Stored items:
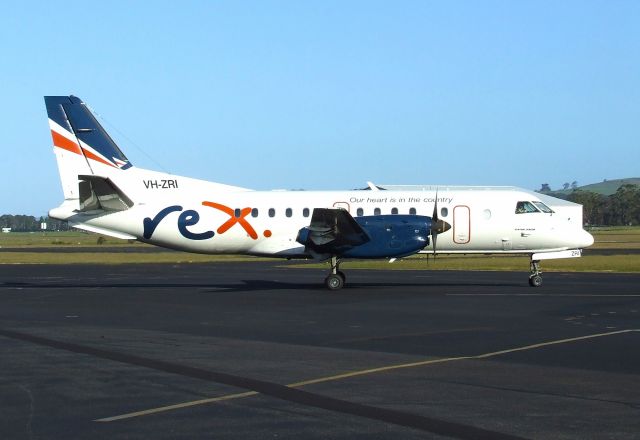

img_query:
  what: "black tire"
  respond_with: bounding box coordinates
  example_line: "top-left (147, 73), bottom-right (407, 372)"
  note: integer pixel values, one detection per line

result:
top-left (325, 274), bottom-right (344, 290)
top-left (337, 271), bottom-right (346, 283)
top-left (529, 275), bottom-right (543, 287)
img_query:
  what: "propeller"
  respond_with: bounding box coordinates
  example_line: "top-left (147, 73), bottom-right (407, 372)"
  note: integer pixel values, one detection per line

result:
top-left (430, 188), bottom-right (451, 256)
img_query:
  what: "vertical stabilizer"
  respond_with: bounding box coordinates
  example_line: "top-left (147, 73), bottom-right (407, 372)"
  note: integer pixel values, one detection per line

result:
top-left (46, 96), bottom-right (92, 200)
top-left (45, 96), bottom-right (133, 201)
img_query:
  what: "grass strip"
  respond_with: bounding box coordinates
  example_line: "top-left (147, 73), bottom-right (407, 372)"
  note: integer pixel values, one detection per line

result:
top-left (0, 252), bottom-right (268, 265)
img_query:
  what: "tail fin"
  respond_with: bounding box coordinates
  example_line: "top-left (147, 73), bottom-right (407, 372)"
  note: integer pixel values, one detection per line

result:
top-left (45, 96), bottom-right (132, 200)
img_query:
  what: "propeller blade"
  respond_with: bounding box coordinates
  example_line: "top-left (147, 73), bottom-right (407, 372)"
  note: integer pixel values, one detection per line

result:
top-left (432, 188), bottom-right (439, 255)
top-left (428, 188), bottom-right (451, 255)
top-left (432, 188), bottom-right (439, 222)
top-left (432, 230), bottom-right (438, 256)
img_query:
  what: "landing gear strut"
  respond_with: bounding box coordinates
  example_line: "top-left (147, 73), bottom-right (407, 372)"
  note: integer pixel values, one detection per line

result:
top-left (325, 256), bottom-right (345, 290)
top-left (529, 259), bottom-right (542, 287)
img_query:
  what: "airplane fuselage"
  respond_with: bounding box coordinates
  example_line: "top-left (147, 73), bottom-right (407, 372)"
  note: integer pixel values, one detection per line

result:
top-left (44, 95), bottom-right (594, 288)
top-left (57, 186), bottom-right (593, 258)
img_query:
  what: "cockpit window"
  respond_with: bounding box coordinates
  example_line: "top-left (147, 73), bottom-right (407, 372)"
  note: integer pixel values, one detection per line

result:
top-left (532, 201), bottom-right (554, 213)
top-left (515, 201), bottom-right (540, 214)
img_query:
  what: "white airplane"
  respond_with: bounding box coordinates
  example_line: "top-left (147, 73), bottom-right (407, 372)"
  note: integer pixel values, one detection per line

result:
top-left (45, 96), bottom-right (594, 290)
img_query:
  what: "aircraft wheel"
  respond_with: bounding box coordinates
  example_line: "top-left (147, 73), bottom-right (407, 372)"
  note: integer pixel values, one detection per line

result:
top-left (529, 275), bottom-right (543, 287)
top-left (325, 273), bottom-right (345, 290)
top-left (337, 271), bottom-right (346, 283)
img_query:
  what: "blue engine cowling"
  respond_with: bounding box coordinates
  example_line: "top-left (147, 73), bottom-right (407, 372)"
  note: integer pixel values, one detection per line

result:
top-left (297, 214), bottom-right (432, 258)
top-left (346, 215), bottom-right (431, 258)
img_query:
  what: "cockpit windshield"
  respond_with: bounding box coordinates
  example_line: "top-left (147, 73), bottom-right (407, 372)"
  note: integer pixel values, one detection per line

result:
top-left (515, 201), bottom-right (555, 214)
top-left (532, 201), bottom-right (554, 213)
top-left (515, 201), bottom-right (540, 214)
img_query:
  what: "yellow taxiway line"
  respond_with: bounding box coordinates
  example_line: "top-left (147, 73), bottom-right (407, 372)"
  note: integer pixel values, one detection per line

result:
top-left (96, 328), bottom-right (639, 422)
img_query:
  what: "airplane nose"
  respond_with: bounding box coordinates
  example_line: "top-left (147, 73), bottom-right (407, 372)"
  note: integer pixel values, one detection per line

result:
top-left (577, 229), bottom-right (594, 248)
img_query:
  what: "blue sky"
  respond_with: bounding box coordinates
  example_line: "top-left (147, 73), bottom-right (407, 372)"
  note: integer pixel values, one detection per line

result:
top-left (1, 1), bottom-right (639, 215)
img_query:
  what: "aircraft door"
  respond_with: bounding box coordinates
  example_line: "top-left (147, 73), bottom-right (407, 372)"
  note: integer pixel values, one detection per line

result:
top-left (453, 205), bottom-right (471, 244)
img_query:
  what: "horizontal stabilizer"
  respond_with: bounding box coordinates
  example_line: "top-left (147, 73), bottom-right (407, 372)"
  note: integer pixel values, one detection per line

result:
top-left (70, 223), bottom-right (136, 240)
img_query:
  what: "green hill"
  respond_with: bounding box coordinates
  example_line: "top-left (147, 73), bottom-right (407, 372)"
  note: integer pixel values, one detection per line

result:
top-left (539, 178), bottom-right (640, 197)
top-left (576, 178), bottom-right (640, 196)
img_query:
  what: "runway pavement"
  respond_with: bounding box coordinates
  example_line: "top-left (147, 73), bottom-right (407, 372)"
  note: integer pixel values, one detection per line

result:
top-left (1, 262), bottom-right (639, 439)
top-left (1, 246), bottom-right (639, 255)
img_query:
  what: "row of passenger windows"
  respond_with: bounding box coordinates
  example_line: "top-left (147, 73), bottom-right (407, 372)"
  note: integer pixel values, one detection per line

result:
top-left (239, 208), bottom-right (309, 218)
top-left (241, 203), bottom-right (554, 217)
top-left (235, 207), bottom-right (449, 218)
top-left (358, 207), bottom-right (421, 216)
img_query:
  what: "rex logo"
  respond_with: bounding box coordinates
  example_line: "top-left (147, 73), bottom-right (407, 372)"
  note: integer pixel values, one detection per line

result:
top-left (201, 201), bottom-right (258, 239)
top-left (142, 201), bottom-right (267, 241)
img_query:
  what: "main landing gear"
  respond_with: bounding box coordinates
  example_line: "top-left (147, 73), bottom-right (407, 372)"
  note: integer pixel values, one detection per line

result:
top-left (324, 256), bottom-right (546, 290)
top-left (325, 256), bottom-right (346, 290)
top-left (529, 259), bottom-right (542, 287)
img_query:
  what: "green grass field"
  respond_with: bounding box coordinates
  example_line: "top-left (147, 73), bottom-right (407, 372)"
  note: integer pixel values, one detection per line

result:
top-left (0, 231), bottom-right (144, 247)
top-left (1, 227), bottom-right (639, 272)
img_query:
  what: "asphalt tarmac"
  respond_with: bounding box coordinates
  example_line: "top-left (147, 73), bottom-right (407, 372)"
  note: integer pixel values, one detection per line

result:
top-left (1, 262), bottom-right (639, 439)
top-left (1, 246), bottom-right (639, 255)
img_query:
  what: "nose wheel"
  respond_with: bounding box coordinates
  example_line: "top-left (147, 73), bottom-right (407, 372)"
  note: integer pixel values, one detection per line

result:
top-left (529, 260), bottom-right (542, 287)
top-left (325, 256), bottom-right (345, 290)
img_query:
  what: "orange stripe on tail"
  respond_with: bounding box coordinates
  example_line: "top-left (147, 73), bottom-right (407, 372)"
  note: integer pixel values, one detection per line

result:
top-left (51, 130), bottom-right (82, 155)
top-left (82, 148), bottom-right (117, 168)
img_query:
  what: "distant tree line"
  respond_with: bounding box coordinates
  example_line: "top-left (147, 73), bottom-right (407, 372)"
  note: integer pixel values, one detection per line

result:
top-left (0, 215), bottom-right (69, 232)
top-left (540, 182), bottom-right (579, 192)
top-left (543, 184), bottom-right (640, 226)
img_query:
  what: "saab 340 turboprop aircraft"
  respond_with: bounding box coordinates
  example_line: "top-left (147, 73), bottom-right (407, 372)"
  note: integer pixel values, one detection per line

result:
top-left (45, 96), bottom-right (594, 290)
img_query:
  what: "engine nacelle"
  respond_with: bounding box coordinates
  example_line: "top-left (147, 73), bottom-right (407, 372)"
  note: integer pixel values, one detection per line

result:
top-left (297, 214), bottom-right (432, 258)
top-left (346, 215), bottom-right (431, 258)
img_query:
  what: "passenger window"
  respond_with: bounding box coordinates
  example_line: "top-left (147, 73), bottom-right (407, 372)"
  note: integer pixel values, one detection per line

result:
top-left (234, 208), bottom-right (241, 218)
top-left (356, 208), bottom-right (364, 217)
top-left (440, 207), bottom-right (448, 217)
top-left (391, 207), bottom-right (398, 215)
top-left (269, 208), bottom-right (275, 218)
top-left (515, 201), bottom-right (540, 214)
top-left (286, 208), bottom-right (292, 218)
top-left (251, 208), bottom-right (258, 218)
top-left (374, 207), bottom-right (381, 215)
top-left (409, 207), bottom-right (417, 215)
top-left (303, 208), bottom-right (310, 217)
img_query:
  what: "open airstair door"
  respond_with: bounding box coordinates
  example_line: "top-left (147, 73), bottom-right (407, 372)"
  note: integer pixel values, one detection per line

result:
top-left (78, 175), bottom-right (133, 212)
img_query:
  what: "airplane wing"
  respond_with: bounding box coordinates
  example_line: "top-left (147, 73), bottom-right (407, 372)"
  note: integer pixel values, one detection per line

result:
top-left (296, 208), bottom-right (370, 254)
top-left (297, 208), bottom-right (435, 259)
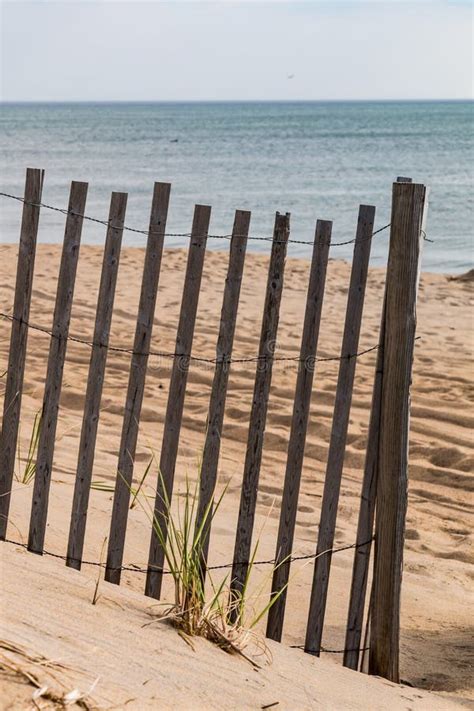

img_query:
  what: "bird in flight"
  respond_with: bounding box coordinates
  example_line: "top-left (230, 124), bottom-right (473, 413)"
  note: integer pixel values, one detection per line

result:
top-left (287, 74), bottom-right (295, 80)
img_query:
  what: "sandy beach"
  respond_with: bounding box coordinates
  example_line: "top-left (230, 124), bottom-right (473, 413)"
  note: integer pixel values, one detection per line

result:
top-left (1, 243), bottom-right (473, 709)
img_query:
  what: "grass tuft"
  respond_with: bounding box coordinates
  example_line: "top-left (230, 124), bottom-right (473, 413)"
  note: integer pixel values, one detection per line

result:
top-left (91, 453), bottom-right (154, 510)
top-left (134, 467), bottom-right (289, 666)
top-left (16, 409), bottom-right (42, 485)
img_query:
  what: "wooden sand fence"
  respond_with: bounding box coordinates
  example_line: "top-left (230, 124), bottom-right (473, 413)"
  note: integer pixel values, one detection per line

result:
top-left (0, 169), bottom-right (428, 682)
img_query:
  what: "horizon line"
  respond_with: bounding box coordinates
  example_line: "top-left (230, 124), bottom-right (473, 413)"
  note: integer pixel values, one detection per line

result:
top-left (1, 98), bottom-right (473, 105)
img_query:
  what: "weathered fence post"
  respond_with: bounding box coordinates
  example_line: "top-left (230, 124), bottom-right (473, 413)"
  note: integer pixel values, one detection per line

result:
top-left (0, 168), bottom-right (44, 540)
top-left (195, 209), bottom-right (251, 577)
top-left (343, 304), bottom-right (385, 671)
top-left (140, 204), bottom-right (211, 596)
top-left (266, 218), bottom-right (332, 642)
top-left (28, 181), bottom-right (89, 554)
top-left (369, 181), bottom-right (427, 682)
top-left (66, 191), bottom-right (128, 568)
top-left (304, 204), bottom-right (375, 656)
top-left (230, 212), bottom-right (290, 608)
top-left (344, 177), bottom-right (412, 672)
top-left (105, 183), bottom-right (171, 585)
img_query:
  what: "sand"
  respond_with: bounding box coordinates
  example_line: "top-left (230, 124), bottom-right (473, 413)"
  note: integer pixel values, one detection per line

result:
top-left (0, 244), bottom-right (473, 709)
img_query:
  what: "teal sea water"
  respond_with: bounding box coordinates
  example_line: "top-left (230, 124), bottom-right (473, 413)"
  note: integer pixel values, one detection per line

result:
top-left (0, 101), bottom-right (472, 272)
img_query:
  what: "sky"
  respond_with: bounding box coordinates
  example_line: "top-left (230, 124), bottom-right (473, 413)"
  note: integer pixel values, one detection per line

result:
top-left (0, 1), bottom-right (472, 101)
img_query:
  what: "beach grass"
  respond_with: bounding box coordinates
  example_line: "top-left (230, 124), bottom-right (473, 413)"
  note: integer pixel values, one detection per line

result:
top-left (132, 466), bottom-right (288, 664)
top-left (15, 409), bottom-right (42, 485)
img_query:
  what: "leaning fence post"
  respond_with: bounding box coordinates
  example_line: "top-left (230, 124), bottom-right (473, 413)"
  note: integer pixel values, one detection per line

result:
top-left (98, 183), bottom-right (171, 580)
top-left (0, 168), bottom-right (44, 540)
top-left (305, 204), bottom-right (375, 656)
top-left (266, 218), bottom-right (332, 642)
top-left (140, 204), bottom-right (211, 596)
top-left (343, 303), bottom-right (385, 671)
top-left (195, 209), bottom-right (251, 578)
top-left (369, 180), bottom-right (427, 682)
top-left (28, 181), bottom-right (89, 554)
top-left (344, 177), bottom-right (412, 672)
top-left (66, 191), bottom-right (128, 568)
top-left (230, 212), bottom-right (290, 608)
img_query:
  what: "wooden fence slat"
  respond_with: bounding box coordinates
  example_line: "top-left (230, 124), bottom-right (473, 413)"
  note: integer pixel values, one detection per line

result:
top-left (127, 204), bottom-right (211, 594)
top-left (266, 219), bottom-right (332, 642)
top-left (369, 182), bottom-right (426, 682)
top-left (105, 183), bottom-right (171, 585)
top-left (230, 212), bottom-right (290, 605)
top-left (28, 181), bottom-right (89, 554)
top-left (343, 303), bottom-right (385, 669)
top-left (343, 177), bottom-right (412, 671)
top-left (195, 209), bottom-right (251, 577)
top-left (0, 168), bottom-right (44, 540)
top-left (65, 192), bottom-right (129, 568)
top-left (305, 204), bottom-right (375, 655)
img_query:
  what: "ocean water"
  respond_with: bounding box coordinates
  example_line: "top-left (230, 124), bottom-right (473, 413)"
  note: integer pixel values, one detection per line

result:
top-left (0, 101), bottom-right (472, 272)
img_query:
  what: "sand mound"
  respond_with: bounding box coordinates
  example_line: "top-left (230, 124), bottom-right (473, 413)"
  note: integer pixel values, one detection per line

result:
top-left (0, 546), bottom-right (464, 710)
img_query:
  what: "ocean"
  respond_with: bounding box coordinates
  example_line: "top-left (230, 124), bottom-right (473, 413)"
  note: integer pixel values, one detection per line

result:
top-left (0, 101), bottom-right (472, 272)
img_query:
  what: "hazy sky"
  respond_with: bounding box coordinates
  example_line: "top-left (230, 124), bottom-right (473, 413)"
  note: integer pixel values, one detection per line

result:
top-left (1, 1), bottom-right (472, 101)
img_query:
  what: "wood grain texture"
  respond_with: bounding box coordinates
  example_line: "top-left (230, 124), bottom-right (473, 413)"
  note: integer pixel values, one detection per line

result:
top-left (266, 219), bottom-right (332, 642)
top-left (343, 301), bottom-right (385, 670)
top-left (230, 212), bottom-right (290, 606)
top-left (142, 204), bottom-right (211, 597)
top-left (65, 192), bottom-right (128, 569)
top-left (369, 182), bottom-right (426, 682)
top-left (28, 181), bottom-right (89, 554)
top-left (343, 177), bottom-right (412, 671)
top-left (0, 168), bottom-right (44, 540)
top-left (195, 209), bottom-right (251, 578)
top-left (305, 204), bottom-right (375, 655)
top-left (99, 183), bottom-right (171, 581)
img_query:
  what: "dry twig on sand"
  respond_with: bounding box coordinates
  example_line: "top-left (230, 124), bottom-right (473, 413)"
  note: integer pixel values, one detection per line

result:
top-left (0, 639), bottom-right (98, 709)
top-left (91, 536), bottom-right (108, 606)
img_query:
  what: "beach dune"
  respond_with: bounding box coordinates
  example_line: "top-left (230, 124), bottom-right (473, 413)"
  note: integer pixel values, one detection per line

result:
top-left (0, 244), bottom-right (472, 708)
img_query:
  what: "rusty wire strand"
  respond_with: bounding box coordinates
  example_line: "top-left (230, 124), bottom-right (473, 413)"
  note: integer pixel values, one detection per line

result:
top-left (0, 312), bottom-right (389, 366)
top-left (0, 191), bottom-right (396, 247)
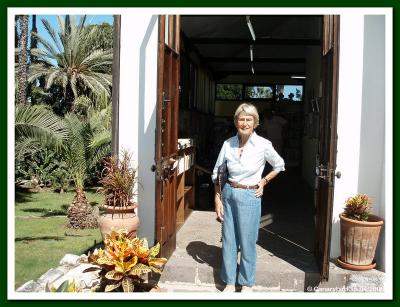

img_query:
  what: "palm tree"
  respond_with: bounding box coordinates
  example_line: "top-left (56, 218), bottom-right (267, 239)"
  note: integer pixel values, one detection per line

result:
top-left (16, 15), bottom-right (29, 105)
top-left (28, 15), bottom-right (113, 112)
top-left (63, 101), bottom-right (111, 229)
top-left (15, 104), bottom-right (68, 159)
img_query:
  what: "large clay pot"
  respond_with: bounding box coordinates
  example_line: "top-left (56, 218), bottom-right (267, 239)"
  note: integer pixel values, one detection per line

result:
top-left (338, 213), bottom-right (383, 270)
top-left (98, 205), bottom-right (140, 240)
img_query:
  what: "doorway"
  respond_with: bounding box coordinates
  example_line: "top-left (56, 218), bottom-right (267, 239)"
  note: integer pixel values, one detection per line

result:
top-left (157, 14), bottom-right (339, 280)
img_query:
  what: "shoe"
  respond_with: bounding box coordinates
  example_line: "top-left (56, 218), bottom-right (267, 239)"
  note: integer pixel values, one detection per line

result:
top-left (241, 286), bottom-right (253, 293)
top-left (222, 285), bottom-right (236, 292)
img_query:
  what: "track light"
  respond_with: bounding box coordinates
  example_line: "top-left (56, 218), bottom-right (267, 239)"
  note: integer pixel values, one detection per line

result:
top-left (290, 75), bottom-right (306, 79)
top-left (246, 16), bottom-right (256, 41)
top-left (251, 63), bottom-right (255, 75)
top-left (250, 44), bottom-right (254, 62)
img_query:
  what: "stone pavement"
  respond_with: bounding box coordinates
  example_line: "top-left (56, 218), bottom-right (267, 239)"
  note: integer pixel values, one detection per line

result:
top-left (16, 210), bottom-right (386, 294)
top-left (155, 211), bottom-right (386, 293)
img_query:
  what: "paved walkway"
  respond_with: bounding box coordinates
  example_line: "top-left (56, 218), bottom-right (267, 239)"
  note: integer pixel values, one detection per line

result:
top-left (156, 211), bottom-right (385, 293)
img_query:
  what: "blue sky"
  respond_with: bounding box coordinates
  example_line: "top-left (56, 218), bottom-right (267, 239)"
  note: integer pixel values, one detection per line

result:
top-left (30, 15), bottom-right (113, 35)
top-left (25, 15), bottom-right (112, 47)
top-left (23, 15), bottom-right (113, 64)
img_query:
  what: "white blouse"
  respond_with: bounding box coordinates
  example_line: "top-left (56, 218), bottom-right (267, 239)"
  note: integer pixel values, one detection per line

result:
top-left (211, 132), bottom-right (285, 186)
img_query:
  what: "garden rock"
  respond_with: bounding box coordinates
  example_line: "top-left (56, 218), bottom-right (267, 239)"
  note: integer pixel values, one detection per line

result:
top-left (59, 253), bottom-right (87, 266)
top-left (16, 253), bottom-right (100, 292)
top-left (37, 268), bottom-right (65, 285)
top-left (16, 280), bottom-right (43, 292)
top-left (51, 263), bottom-right (100, 290)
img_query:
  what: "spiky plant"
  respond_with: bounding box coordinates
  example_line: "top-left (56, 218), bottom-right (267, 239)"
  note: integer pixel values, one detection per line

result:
top-left (343, 194), bottom-right (372, 221)
top-left (98, 150), bottom-right (137, 212)
top-left (28, 15), bottom-right (113, 111)
top-left (85, 229), bottom-right (167, 292)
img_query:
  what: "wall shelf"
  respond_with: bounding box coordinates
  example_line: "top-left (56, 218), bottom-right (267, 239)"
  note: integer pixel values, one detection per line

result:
top-left (176, 143), bottom-right (196, 229)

▸ **THE TASK**: Looking at the data above, show all lines where the word "wooden" occurs.

▸ **EXERCISE SOLUTION**:
  what: "wooden sand fence"
  what: "wooden fence slat"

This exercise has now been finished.